What you need to do
Each line below must be set down exactly as it stands.

Region pointing data
◇ ◇ ◇

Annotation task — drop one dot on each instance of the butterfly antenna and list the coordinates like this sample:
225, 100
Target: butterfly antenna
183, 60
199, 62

◇ ◇ ◇

Completed exercise
Annotation task — drop one dot on each instance of the butterfly antenna and list the coordinates like this sample:
225, 100
Target: butterfly antenna
183, 60
199, 62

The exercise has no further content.